**BRIEF**
What are the lines, written out exactly, from the one containing "Consider the photo above. For every instance of the woman, which" to the end of the entries below? Include both ends and nothing more.

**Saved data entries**
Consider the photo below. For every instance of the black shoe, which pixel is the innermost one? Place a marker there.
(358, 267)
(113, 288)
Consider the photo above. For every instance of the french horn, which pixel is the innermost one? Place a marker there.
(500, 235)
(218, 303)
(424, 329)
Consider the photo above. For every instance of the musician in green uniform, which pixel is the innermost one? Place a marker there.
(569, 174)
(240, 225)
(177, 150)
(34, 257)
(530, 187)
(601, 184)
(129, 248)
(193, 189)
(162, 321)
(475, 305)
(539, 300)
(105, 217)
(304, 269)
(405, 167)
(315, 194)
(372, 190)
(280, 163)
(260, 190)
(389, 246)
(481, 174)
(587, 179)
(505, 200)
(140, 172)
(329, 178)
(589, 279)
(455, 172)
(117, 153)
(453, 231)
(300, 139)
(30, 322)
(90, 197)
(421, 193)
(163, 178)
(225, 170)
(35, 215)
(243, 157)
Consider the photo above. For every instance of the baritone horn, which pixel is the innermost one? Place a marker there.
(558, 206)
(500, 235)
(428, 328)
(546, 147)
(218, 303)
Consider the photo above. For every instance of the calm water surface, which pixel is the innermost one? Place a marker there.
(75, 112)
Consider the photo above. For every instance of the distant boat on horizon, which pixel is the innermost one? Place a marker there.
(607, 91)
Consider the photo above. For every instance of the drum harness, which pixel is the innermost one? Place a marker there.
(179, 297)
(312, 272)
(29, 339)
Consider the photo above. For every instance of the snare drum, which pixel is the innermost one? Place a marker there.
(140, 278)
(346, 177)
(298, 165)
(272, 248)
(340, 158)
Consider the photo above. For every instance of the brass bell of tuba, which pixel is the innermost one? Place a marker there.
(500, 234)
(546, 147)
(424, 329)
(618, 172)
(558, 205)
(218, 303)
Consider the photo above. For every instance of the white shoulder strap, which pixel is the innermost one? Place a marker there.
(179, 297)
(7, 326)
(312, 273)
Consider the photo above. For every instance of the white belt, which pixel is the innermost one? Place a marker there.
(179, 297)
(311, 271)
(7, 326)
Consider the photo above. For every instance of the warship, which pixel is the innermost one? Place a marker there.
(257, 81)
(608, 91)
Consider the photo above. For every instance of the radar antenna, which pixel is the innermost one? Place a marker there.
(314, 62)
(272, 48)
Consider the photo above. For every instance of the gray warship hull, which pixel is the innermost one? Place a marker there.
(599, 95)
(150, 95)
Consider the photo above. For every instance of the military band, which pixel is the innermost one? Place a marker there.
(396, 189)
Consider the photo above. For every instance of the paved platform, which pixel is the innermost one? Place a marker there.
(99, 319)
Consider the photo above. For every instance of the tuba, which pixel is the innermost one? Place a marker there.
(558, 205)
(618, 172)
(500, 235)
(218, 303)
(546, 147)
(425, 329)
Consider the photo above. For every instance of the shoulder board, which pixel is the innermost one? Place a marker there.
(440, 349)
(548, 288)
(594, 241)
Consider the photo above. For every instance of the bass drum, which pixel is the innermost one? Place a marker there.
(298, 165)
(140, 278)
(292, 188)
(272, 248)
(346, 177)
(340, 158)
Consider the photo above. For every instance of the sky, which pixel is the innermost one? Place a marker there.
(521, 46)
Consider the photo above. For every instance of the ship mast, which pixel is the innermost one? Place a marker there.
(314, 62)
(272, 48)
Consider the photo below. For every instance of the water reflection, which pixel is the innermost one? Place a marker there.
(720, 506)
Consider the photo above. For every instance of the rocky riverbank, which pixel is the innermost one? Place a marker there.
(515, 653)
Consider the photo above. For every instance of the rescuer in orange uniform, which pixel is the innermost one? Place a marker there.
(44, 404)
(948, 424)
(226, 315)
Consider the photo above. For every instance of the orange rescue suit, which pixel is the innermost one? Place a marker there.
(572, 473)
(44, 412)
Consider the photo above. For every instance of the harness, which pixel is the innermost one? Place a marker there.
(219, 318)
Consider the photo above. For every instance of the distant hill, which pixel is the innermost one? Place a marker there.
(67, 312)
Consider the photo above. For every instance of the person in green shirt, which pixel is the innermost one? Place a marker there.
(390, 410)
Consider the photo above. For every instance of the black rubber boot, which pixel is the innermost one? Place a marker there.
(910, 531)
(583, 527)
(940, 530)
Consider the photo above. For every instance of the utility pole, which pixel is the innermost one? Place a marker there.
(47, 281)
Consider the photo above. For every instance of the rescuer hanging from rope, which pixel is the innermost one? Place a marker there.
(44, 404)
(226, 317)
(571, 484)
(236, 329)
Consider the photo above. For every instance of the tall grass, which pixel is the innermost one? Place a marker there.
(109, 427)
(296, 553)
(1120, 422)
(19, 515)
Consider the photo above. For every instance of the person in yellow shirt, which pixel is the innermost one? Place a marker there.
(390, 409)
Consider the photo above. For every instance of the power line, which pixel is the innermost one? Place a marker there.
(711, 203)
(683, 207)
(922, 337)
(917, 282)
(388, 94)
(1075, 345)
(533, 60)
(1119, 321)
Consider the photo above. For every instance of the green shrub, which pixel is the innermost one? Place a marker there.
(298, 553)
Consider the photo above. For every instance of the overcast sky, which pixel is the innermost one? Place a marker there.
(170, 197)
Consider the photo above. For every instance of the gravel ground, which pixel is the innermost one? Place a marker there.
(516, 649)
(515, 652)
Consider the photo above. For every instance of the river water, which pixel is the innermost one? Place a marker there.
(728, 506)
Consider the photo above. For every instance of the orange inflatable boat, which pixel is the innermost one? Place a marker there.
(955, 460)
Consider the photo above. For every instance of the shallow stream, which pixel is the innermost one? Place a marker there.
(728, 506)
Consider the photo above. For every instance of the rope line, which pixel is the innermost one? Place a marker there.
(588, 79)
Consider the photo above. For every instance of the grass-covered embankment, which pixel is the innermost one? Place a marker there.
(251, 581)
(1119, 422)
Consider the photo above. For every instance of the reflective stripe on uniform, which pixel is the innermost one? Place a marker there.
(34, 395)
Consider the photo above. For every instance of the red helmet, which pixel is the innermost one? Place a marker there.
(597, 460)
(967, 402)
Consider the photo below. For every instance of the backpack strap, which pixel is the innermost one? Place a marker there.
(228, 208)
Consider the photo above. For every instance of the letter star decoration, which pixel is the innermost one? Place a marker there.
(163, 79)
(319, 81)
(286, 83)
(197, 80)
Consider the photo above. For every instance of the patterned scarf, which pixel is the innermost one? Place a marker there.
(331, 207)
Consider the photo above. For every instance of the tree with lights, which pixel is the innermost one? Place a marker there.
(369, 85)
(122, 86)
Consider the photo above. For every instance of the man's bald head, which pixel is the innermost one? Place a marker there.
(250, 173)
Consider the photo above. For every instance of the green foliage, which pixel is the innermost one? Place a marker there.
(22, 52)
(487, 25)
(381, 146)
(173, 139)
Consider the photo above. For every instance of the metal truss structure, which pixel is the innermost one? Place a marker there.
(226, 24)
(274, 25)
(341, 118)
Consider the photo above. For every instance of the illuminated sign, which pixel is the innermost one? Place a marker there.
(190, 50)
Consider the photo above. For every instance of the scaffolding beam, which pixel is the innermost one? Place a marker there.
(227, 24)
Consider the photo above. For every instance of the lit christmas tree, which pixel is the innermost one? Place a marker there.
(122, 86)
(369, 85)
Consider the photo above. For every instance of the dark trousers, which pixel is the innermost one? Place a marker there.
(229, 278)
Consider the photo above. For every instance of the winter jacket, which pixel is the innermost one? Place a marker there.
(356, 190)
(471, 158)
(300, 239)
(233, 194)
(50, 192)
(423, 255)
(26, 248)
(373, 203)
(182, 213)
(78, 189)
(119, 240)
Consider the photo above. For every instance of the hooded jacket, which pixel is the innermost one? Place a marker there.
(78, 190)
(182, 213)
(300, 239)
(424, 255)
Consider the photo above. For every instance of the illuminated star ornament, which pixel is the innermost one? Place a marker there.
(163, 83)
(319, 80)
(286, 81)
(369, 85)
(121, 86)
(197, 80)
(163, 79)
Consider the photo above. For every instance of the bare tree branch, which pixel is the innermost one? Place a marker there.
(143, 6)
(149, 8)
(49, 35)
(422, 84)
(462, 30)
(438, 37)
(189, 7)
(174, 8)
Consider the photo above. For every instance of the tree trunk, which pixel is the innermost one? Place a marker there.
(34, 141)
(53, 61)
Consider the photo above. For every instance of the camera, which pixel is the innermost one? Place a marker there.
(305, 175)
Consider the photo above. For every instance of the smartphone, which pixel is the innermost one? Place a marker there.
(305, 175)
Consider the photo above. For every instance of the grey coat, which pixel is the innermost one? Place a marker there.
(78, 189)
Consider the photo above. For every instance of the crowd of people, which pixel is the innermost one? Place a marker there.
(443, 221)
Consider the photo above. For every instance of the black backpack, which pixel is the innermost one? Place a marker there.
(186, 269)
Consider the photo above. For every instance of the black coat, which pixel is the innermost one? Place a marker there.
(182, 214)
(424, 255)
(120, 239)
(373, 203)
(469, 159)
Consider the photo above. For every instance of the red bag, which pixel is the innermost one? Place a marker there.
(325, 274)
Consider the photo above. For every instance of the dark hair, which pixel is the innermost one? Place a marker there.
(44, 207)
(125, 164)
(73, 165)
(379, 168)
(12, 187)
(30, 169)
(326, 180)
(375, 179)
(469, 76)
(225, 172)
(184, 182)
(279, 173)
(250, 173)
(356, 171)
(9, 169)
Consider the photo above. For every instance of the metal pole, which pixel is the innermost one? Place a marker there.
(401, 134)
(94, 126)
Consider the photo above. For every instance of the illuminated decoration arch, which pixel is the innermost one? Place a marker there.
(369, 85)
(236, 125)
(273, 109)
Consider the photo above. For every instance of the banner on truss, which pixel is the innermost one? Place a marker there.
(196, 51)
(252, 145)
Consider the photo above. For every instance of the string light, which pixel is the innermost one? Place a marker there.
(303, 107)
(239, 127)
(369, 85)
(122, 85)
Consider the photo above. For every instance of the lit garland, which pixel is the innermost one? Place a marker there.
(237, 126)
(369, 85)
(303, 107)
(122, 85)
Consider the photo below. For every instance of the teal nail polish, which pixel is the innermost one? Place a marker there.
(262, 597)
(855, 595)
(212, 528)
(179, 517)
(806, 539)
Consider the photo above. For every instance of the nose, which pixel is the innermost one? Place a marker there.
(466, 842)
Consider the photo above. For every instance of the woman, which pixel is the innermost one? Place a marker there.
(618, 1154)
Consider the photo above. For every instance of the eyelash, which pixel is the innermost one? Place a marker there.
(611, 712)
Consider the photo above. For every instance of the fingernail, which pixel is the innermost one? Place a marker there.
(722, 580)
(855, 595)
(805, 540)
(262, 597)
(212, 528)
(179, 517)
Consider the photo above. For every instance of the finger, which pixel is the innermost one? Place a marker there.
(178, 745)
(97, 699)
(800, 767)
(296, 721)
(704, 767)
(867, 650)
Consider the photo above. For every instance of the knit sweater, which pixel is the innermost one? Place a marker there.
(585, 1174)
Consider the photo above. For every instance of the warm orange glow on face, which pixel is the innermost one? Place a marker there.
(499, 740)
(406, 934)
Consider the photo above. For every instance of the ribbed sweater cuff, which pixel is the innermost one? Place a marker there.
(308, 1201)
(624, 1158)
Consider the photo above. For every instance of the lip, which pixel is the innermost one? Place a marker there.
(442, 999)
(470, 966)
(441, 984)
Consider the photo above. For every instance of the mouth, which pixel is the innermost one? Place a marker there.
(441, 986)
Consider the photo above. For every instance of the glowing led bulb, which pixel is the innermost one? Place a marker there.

**RESULT OF THIS TASK**
Consider the photo above. For every instance of the woman, which pixel is the innermost one? Place a marker there.
(618, 1154)
Consider the photo above. For every instance of the eyelash, which pixel is the innermost one? Place a marker there.
(611, 712)
Consider the photo above. For every instance of the fingernail, which pixel is the innermost one? Place a marker there.
(722, 580)
(855, 595)
(805, 540)
(262, 597)
(212, 528)
(179, 517)
Consider the photo above. For every instance of the finger, which pixel is the innermost one? Place a marker there.
(178, 745)
(97, 699)
(800, 767)
(296, 721)
(704, 767)
(867, 650)
Consider the photo above. For every instance of the knit sweater, which pixel is the innermost one? Place a marker there.
(585, 1174)
Consider the photo above. For every instance of the warm orange glow on face, which pixel is the innermost one? Place a marker there.
(499, 740)
(406, 934)
Consider the photo above. For every instance of the ribbed sweater cuff, which pixel is the innermost one? Place a marker there.
(308, 1201)
(624, 1158)
Consider the photo above. For every instance of the lip, which pixel is the innermost one? Place a marker there.
(442, 999)
(470, 966)
(441, 984)
Consider the photo above. For every instance of the mouth, which pixel is the innermost one? Place a marker there.
(441, 986)
Consider the photo above. For every instance of the glowing led bulb, which pixel is the innermost one? Place a marker there.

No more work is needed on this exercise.